Start of Provided material
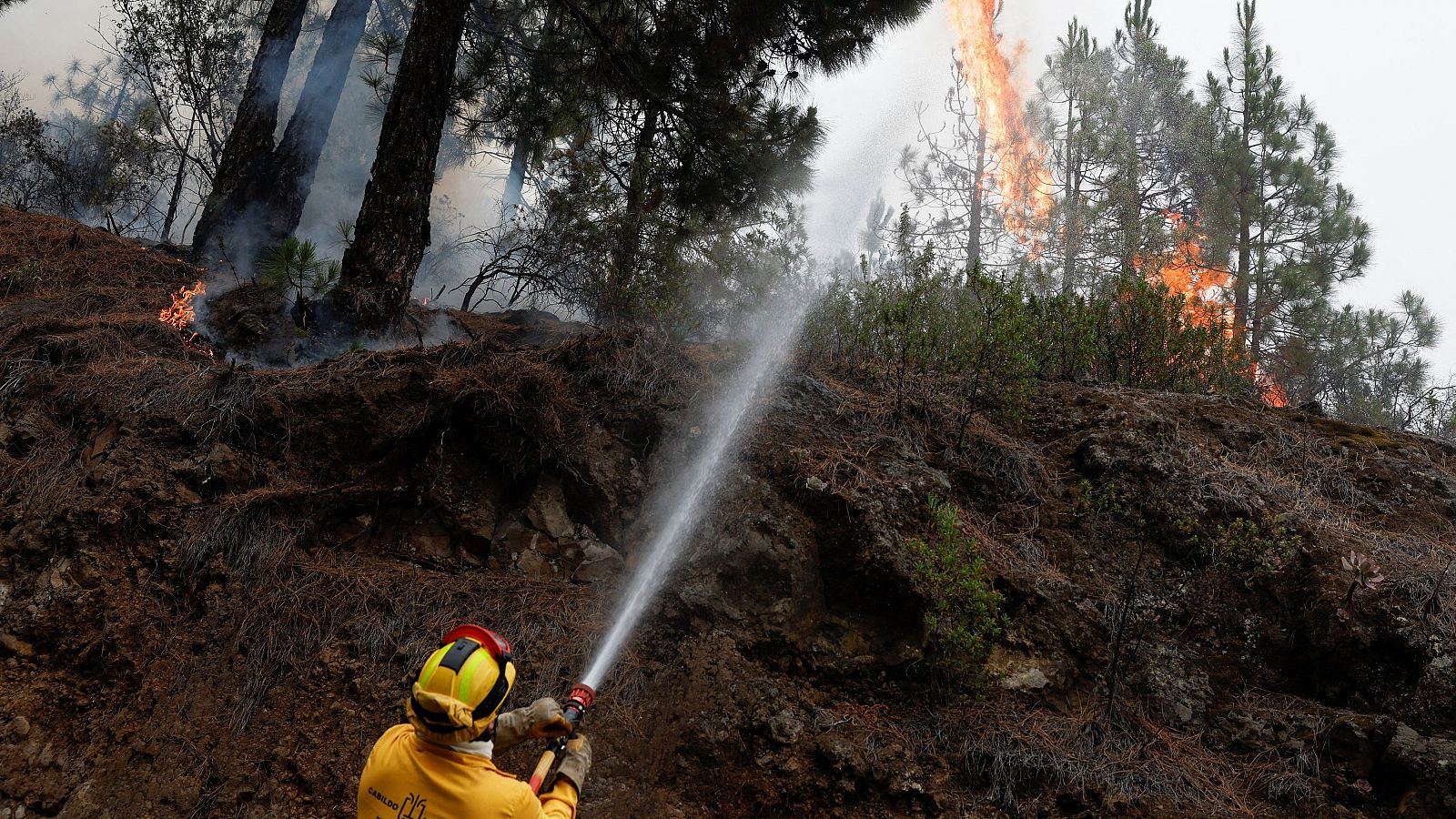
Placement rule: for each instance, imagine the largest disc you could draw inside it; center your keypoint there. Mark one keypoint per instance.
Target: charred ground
(215, 579)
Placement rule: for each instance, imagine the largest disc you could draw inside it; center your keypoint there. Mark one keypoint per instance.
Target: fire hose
(580, 698)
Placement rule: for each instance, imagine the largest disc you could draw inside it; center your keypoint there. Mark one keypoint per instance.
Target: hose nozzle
(579, 702)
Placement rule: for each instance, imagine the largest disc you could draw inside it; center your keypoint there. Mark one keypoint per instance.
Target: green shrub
(1244, 548)
(295, 268)
(979, 344)
(966, 612)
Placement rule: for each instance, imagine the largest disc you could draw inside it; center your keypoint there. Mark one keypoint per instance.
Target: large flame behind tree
(1024, 181)
(1019, 174)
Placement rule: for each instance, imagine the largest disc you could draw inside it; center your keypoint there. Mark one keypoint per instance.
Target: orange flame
(1021, 172)
(181, 315)
(1184, 273)
(1206, 293)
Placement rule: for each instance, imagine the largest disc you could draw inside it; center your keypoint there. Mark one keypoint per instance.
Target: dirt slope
(215, 579)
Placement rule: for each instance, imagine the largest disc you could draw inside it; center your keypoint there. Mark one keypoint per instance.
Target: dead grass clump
(249, 533)
(645, 366)
(308, 612)
(1019, 753)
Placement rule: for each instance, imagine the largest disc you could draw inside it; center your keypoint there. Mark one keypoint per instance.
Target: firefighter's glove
(539, 720)
(575, 760)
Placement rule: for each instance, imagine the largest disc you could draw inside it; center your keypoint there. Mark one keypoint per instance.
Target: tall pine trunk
(393, 225)
(630, 241)
(298, 157)
(973, 258)
(1245, 276)
(516, 179)
(248, 153)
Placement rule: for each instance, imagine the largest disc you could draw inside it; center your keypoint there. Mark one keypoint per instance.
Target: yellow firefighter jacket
(411, 778)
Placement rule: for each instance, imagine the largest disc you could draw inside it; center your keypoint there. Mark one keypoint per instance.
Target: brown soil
(215, 579)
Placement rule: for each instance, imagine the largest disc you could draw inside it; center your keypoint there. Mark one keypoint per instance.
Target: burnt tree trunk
(393, 225)
(973, 257)
(516, 179)
(630, 239)
(248, 153)
(298, 157)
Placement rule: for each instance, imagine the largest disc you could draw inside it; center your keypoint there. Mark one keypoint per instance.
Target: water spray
(684, 500)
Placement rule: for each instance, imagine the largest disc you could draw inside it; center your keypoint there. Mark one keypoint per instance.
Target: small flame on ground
(1019, 174)
(181, 315)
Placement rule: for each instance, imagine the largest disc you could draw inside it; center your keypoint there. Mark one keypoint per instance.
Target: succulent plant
(1366, 576)
(1368, 573)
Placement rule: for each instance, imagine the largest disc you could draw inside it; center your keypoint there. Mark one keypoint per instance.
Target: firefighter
(439, 763)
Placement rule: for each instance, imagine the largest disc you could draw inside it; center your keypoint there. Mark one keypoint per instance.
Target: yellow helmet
(462, 685)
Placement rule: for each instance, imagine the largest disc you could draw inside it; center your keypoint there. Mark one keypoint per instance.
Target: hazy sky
(1380, 75)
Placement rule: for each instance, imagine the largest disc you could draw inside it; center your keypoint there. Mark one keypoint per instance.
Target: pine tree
(248, 153)
(1295, 232)
(1150, 147)
(1074, 111)
(296, 159)
(393, 225)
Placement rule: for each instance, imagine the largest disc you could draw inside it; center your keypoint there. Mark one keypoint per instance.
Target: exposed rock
(16, 729)
(12, 644)
(431, 540)
(535, 566)
(226, 464)
(599, 561)
(785, 727)
(548, 511)
(1424, 771)
(1030, 678)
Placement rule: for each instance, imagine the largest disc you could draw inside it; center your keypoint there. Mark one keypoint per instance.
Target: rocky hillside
(216, 577)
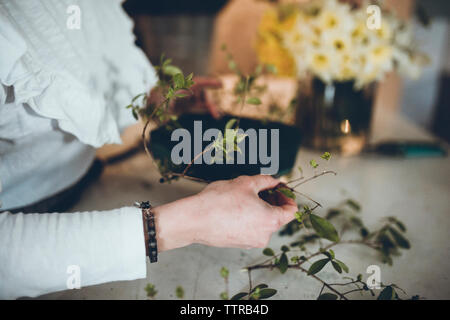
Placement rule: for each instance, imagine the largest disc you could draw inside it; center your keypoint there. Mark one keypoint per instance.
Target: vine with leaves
(388, 240)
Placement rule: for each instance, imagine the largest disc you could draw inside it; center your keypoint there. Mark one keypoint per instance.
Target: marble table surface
(415, 190)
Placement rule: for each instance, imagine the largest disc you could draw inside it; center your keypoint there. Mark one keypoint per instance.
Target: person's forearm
(176, 224)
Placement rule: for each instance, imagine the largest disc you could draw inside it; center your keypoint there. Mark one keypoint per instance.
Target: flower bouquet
(342, 51)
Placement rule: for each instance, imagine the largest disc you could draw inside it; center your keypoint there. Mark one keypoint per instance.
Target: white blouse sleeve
(83, 79)
(42, 253)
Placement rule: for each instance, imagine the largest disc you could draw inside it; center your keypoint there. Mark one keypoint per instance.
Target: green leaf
(342, 265)
(327, 296)
(267, 293)
(287, 192)
(313, 163)
(324, 228)
(239, 296)
(336, 266)
(299, 216)
(178, 80)
(399, 239)
(171, 70)
(135, 115)
(268, 252)
(283, 264)
(271, 68)
(387, 293)
(353, 204)
(137, 97)
(179, 292)
(232, 66)
(254, 100)
(332, 253)
(326, 156)
(150, 289)
(317, 266)
(230, 123)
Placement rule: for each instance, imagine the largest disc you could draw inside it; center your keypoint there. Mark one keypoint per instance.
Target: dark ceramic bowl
End of Provided material
▸ **What is being asked**: List each line of the records that contains the string "green", matching case exactly.

▸ **Task answer**:
Target: green shrub
Target: green leaf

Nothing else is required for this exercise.